#### [Work required]
Copy every line of the material character for character, from the line containing "[point] autumn foliage" down through the last line.
++++++++++++++++++++
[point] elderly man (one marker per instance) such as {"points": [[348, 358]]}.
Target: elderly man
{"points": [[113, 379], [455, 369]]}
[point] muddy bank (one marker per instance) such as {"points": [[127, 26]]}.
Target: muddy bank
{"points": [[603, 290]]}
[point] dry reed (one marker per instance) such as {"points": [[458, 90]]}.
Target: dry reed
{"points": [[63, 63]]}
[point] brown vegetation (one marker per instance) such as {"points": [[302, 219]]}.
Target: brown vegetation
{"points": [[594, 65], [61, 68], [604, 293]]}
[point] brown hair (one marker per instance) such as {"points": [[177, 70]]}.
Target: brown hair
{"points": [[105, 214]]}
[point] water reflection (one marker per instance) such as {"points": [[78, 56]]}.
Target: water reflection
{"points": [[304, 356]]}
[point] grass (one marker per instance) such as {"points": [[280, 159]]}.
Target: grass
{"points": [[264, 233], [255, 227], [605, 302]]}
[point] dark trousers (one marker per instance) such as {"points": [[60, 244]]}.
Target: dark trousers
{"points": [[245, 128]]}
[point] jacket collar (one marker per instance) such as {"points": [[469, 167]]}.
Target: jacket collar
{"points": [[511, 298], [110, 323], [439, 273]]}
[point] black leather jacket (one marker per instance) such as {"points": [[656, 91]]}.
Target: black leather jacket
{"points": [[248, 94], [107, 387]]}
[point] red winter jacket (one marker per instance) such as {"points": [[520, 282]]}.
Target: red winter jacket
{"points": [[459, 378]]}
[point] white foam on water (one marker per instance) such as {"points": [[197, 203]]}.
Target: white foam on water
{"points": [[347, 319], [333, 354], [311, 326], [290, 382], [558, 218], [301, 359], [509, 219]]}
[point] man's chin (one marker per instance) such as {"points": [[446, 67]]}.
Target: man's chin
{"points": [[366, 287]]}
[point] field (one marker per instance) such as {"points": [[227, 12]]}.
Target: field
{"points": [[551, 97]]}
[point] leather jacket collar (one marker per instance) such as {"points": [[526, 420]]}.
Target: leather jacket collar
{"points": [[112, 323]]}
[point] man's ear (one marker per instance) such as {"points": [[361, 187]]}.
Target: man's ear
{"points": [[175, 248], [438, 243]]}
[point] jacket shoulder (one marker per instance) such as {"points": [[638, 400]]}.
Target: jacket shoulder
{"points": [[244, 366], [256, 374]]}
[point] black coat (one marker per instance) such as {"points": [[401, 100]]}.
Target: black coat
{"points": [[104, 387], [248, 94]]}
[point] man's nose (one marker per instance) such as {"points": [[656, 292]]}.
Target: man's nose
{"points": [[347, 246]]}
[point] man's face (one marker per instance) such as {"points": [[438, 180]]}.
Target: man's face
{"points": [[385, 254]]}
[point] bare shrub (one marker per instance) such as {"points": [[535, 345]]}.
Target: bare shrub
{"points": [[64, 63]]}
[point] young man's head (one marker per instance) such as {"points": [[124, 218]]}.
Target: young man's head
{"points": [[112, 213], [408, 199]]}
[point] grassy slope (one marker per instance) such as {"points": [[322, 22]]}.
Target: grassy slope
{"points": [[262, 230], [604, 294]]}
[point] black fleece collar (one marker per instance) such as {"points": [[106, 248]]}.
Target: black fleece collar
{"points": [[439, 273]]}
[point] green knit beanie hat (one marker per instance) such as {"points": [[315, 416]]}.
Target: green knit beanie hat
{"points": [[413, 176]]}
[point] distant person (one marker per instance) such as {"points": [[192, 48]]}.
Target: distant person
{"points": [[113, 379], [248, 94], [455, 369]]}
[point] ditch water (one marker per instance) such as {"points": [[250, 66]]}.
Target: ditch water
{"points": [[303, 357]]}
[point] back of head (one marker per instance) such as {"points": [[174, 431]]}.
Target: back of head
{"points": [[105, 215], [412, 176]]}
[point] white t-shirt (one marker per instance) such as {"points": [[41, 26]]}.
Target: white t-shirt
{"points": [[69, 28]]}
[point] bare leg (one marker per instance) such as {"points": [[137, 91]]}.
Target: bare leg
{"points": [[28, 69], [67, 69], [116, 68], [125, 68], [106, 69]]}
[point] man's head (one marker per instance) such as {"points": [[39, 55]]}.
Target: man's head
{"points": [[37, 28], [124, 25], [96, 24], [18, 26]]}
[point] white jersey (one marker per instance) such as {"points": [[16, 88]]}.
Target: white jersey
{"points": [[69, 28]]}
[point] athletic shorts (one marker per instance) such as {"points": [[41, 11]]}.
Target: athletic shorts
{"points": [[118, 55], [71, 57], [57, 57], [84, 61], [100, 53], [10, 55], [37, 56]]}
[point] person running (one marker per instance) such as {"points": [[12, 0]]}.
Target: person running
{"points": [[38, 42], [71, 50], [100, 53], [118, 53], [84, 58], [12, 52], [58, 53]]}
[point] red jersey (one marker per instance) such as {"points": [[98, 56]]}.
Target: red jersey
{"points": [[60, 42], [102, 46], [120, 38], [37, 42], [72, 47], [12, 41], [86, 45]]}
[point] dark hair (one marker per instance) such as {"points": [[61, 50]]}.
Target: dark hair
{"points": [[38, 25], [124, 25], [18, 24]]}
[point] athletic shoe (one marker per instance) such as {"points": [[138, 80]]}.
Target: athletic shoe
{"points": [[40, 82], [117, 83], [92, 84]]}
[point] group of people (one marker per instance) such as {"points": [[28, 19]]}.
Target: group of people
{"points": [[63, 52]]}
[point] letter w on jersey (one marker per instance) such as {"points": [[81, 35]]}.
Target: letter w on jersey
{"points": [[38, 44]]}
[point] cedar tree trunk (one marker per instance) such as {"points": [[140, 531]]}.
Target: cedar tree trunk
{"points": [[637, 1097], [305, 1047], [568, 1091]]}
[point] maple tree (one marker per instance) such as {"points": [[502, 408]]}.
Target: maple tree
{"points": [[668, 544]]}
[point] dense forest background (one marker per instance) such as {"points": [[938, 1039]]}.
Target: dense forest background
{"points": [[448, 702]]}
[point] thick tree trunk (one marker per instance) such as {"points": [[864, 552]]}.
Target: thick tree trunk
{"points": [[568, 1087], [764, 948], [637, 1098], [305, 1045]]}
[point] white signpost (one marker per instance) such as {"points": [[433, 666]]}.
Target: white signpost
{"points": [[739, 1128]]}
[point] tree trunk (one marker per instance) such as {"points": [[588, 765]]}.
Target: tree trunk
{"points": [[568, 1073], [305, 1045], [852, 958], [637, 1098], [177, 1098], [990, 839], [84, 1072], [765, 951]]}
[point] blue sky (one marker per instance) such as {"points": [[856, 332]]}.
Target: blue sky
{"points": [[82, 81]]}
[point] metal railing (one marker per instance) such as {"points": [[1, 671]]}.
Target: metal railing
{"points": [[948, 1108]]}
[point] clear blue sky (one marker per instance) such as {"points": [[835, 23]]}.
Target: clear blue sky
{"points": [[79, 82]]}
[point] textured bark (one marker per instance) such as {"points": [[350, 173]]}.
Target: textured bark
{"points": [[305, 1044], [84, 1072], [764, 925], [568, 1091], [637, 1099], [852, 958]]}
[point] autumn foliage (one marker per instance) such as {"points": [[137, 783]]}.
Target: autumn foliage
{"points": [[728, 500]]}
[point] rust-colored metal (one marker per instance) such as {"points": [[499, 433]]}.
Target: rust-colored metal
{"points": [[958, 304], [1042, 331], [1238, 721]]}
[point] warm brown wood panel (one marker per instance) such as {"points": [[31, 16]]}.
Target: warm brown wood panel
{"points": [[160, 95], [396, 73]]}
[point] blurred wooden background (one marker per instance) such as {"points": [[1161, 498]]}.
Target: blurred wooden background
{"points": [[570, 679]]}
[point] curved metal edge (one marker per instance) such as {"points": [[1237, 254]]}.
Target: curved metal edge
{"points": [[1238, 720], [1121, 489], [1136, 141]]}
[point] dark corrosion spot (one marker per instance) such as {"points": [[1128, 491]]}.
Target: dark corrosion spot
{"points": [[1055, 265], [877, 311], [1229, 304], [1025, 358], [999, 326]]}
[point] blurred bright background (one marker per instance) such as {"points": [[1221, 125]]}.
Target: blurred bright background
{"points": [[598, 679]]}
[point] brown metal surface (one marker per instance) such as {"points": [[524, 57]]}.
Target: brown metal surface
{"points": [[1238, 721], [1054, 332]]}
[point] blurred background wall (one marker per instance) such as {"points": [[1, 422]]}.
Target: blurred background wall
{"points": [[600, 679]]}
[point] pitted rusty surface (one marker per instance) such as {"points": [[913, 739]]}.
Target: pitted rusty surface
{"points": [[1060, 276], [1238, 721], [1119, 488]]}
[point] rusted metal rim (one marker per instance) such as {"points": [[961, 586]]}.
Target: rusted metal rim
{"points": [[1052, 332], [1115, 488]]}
++++++++++++++++++++
#### [Finished answer]
[point] autumn foliage (one marker per instance) such as {"points": [[137, 783]]}.
Target: autumn foliage
{"points": [[728, 500]]}
[point] rust-colored metal (one marker per instance) such as {"points": [[499, 433]]}.
Target: rust-colored metal
{"points": [[958, 304], [1042, 331], [1238, 721]]}
[point] warm brown wood panel (one marker per instance) such as {"points": [[31, 16]]}.
Target: warm brown wood panel
{"points": [[160, 95], [396, 73]]}
[point] blurred wooden background (one marker per instance) such as {"points": [[1161, 498]]}.
Target: blurred wooden background
{"points": [[570, 679]]}
[point] curved metal edge (one marker per instance) such as {"points": [[1237, 254]]}.
Target: curved metal edge
{"points": [[1238, 720], [1121, 489], [1136, 141]]}
[point] dark corrosion spot (one marker per instance) such as {"points": [[1128, 491]]}.
Target: dark corrosion spot
{"points": [[1055, 265], [877, 311], [1229, 304], [1025, 358], [999, 326]]}
[point] blurred bright background (one marker per instance) such as {"points": [[1221, 125]]}.
Target: blurred bright background
{"points": [[598, 679]]}
[point] brown metal surface (one marker per instance) such as {"points": [[524, 57]]}.
Target: brown metal surface
{"points": [[1238, 721], [1054, 332]]}
[point] blurred background wall (one marker per instance) such as {"points": [[1, 422]]}.
Target: blurred background wall
{"points": [[600, 679]]}
[point] pitted rusty surface (one marker per instance) such as {"points": [[913, 739]]}.
Target: pitted rusty surface
{"points": [[1060, 276], [1238, 721], [1119, 488]]}
[point] rusted metal rim (one marker per instance) such as {"points": [[961, 586]]}.
Target: rusted metal rim
{"points": [[1052, 332], [1115, 488]]}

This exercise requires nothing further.